=== TASK INSTRUCTIONS ===
Would you retype, word for word, the line with "Where can you find the window sill?" and every line after it through the end of the records below?
* START DATA EXCERPTS *
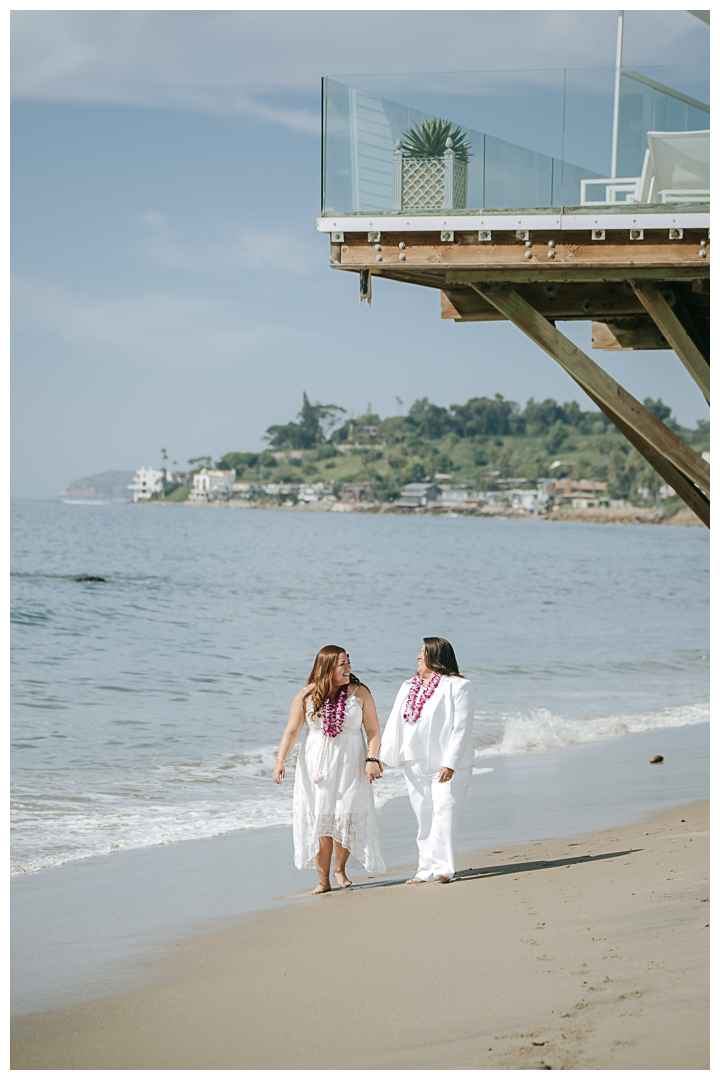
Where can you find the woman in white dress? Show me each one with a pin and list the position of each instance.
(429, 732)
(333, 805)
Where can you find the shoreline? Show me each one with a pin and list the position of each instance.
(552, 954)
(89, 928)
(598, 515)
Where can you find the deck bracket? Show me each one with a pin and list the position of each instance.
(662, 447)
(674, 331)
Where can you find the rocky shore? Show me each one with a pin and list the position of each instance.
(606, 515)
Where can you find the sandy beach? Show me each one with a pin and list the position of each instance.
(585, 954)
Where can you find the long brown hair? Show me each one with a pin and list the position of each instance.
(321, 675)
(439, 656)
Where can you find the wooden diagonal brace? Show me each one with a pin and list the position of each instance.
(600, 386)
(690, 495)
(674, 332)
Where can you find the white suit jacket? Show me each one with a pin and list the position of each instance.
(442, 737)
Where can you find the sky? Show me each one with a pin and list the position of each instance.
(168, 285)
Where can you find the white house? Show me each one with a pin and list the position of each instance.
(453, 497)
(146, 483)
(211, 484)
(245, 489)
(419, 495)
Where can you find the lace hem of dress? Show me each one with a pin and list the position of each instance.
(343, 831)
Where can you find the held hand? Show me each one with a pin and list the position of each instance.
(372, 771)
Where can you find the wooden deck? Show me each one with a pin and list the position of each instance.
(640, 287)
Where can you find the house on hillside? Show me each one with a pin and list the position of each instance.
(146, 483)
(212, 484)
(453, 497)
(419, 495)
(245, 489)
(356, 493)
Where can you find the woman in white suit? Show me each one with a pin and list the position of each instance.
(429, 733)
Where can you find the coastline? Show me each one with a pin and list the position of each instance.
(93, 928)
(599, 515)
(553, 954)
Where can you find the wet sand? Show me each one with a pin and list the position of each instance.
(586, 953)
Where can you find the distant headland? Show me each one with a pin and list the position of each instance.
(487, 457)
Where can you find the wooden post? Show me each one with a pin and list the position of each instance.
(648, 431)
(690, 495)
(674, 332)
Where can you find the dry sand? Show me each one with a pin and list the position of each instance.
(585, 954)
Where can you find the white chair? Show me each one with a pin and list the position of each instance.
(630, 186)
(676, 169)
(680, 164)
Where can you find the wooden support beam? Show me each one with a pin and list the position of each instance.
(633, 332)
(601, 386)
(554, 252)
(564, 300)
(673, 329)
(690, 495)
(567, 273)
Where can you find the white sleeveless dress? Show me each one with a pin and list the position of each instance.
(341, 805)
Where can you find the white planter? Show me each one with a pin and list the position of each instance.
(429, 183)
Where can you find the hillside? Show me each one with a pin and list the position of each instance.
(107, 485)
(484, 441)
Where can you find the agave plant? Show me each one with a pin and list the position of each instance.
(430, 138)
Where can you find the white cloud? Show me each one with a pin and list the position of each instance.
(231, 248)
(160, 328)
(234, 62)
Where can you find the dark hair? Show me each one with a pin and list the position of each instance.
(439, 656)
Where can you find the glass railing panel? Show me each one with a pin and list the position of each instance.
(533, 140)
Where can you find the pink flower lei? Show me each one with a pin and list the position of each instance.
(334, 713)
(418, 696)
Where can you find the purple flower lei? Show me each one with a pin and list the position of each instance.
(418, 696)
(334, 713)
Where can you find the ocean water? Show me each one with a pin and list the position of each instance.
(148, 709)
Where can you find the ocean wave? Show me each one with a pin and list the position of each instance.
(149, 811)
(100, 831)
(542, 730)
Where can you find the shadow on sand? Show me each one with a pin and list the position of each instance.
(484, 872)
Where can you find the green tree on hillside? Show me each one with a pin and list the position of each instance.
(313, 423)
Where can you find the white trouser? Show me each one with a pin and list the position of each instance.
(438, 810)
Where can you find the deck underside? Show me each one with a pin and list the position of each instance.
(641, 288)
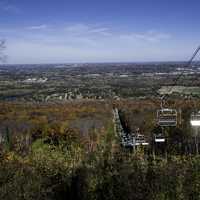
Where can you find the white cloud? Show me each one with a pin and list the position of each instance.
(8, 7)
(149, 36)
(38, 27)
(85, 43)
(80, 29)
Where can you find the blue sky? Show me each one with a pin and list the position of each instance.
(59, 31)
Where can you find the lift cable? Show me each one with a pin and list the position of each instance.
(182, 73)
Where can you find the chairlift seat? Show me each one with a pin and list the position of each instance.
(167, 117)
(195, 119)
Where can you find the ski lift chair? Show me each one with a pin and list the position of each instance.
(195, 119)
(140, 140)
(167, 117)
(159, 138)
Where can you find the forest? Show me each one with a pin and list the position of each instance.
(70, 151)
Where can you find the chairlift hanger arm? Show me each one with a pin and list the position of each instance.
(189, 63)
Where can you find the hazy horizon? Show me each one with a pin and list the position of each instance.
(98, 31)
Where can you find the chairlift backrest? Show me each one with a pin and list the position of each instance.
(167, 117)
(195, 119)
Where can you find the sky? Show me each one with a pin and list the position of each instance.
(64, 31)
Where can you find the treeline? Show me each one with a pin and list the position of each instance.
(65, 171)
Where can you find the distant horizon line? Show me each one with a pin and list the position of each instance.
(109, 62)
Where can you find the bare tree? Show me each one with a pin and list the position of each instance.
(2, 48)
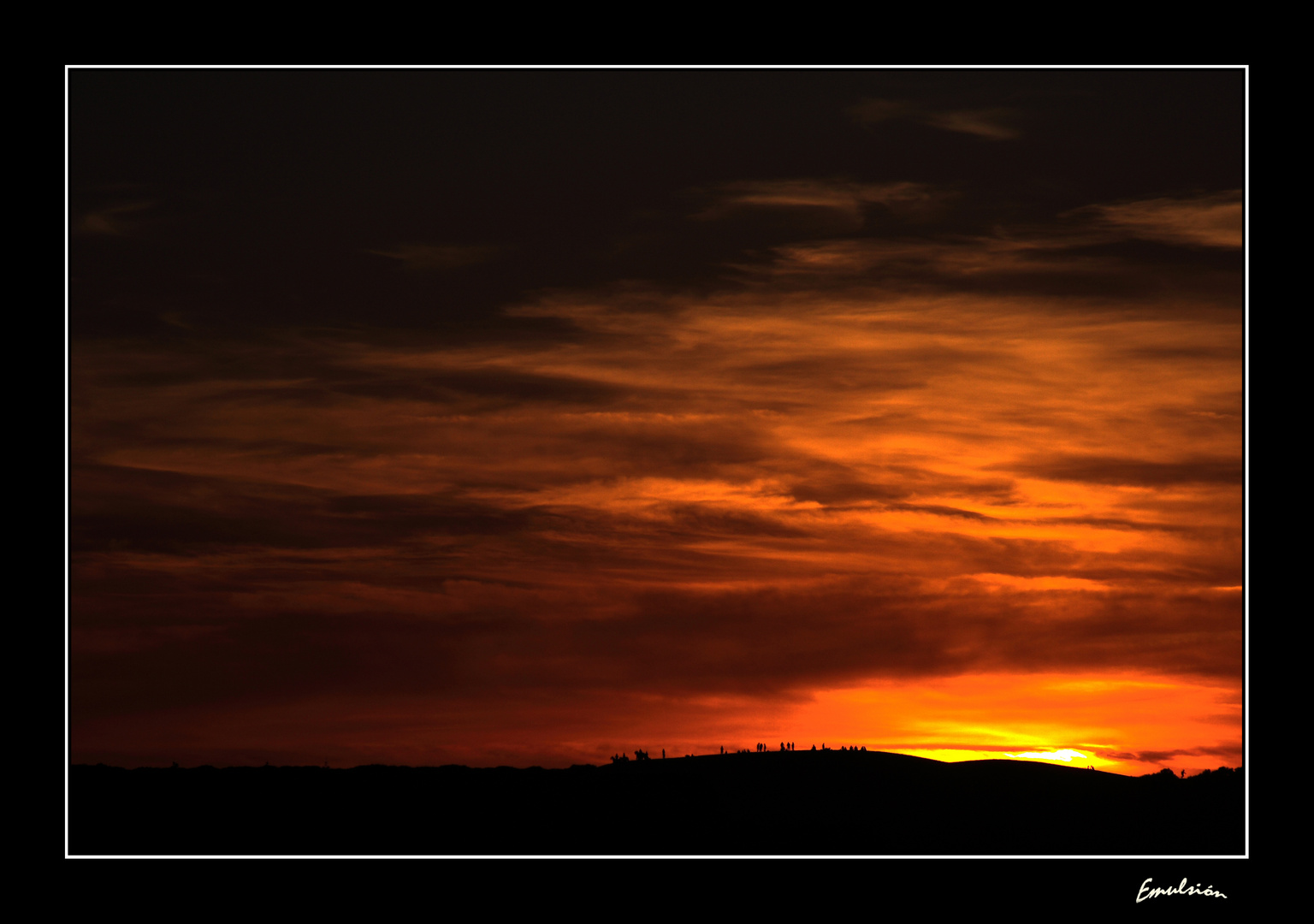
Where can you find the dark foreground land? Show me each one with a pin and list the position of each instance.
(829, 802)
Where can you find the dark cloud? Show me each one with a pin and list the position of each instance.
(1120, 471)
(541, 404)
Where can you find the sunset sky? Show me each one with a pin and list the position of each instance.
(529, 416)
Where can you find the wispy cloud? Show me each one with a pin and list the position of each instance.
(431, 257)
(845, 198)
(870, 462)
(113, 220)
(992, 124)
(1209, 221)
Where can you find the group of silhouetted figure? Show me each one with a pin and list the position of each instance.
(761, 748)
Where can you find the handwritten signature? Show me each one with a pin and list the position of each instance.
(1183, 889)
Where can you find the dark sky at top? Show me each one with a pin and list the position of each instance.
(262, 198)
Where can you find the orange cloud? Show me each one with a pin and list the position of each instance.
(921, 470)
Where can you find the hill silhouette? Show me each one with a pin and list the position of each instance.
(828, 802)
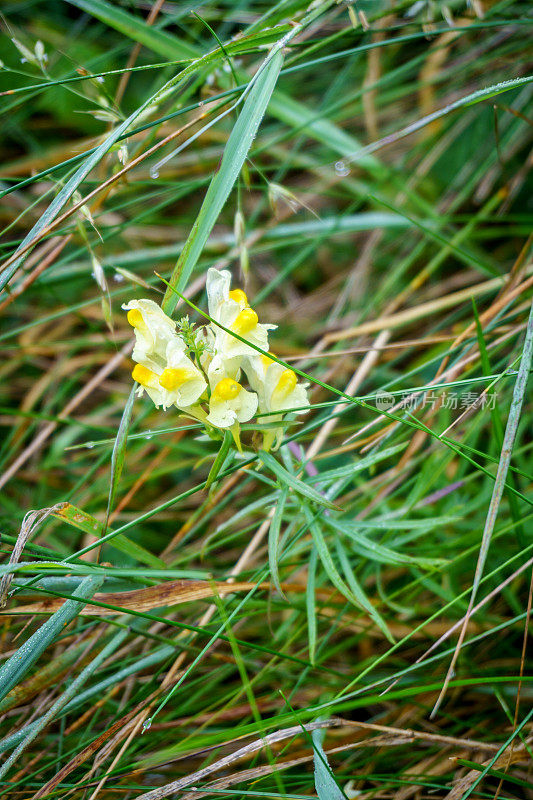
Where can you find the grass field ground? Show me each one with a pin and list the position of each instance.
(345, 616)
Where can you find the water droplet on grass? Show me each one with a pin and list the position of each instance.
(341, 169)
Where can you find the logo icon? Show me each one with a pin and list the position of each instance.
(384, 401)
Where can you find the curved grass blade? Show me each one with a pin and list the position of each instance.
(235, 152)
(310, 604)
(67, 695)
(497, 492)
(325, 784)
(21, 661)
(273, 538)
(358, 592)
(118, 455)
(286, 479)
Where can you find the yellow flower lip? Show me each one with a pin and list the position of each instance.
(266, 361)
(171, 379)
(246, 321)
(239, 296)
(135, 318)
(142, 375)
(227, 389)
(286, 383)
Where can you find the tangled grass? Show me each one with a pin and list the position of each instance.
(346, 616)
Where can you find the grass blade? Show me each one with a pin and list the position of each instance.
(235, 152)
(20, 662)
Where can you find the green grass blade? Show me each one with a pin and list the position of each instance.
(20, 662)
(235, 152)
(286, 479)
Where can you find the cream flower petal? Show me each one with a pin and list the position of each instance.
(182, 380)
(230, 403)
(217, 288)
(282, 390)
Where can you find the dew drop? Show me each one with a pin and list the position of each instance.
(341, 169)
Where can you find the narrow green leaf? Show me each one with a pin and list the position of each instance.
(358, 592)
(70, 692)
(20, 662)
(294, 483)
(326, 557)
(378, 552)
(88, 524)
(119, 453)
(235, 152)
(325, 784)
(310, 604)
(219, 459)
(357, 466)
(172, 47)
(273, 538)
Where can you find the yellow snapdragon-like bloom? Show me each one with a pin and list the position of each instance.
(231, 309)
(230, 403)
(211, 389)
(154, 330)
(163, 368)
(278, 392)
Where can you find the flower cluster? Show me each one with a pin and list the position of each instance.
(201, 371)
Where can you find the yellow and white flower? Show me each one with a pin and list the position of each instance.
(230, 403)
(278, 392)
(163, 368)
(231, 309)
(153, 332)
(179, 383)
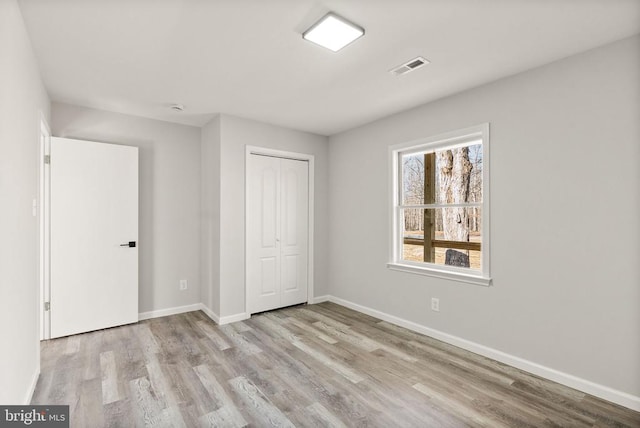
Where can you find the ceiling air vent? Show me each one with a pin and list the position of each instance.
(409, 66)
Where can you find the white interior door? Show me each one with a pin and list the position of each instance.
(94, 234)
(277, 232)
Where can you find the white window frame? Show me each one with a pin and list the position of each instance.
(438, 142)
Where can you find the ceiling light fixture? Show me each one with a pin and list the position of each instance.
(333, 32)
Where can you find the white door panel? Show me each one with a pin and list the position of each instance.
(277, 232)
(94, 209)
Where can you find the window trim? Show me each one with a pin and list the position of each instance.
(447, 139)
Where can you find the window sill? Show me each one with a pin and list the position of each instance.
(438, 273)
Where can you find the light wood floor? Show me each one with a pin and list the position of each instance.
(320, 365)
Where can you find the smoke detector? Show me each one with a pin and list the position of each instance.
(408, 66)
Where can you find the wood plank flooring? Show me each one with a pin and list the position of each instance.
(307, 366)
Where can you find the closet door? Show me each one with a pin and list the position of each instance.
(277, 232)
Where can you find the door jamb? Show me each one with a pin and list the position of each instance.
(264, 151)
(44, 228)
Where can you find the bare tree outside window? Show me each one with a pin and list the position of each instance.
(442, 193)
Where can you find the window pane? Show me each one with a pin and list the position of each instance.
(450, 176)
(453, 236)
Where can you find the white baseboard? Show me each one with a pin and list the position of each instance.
* END DATA EXCERPTS *
=== THE ANSWER ===
Where can you find the window sill? Show me each one with a pin and list the position of each instance.
(438, 273)
Where can you find the light wood floor? Show me each one with a pin and list the position of each instance.
(320, 365)
Where can you find the smoke detector? Show me each one with a pin and list the position of each instance.
(408, 66)
Where can you find the wood plank flooring? Show me each one with a pin and list the position of each instance.
(307, 366)
Where can you find the closet door? Show me each one with a pin and list the position of each instance.
(277, 232)
Where can you find the door jamb? Show me each one with a pin and list the position of each instance.
(264, 151)
(44, 228)
Where can you find the bare tree outside window? Show me each one with a pin and list the position of each instance.
(442, 193)
Where can you find the window pane? Show me each one with a pin and list the position of each instance.
(450, 176)
(453, 236)
Where can you find the white baseboard? Show me each one with a pin and list the position of each instance.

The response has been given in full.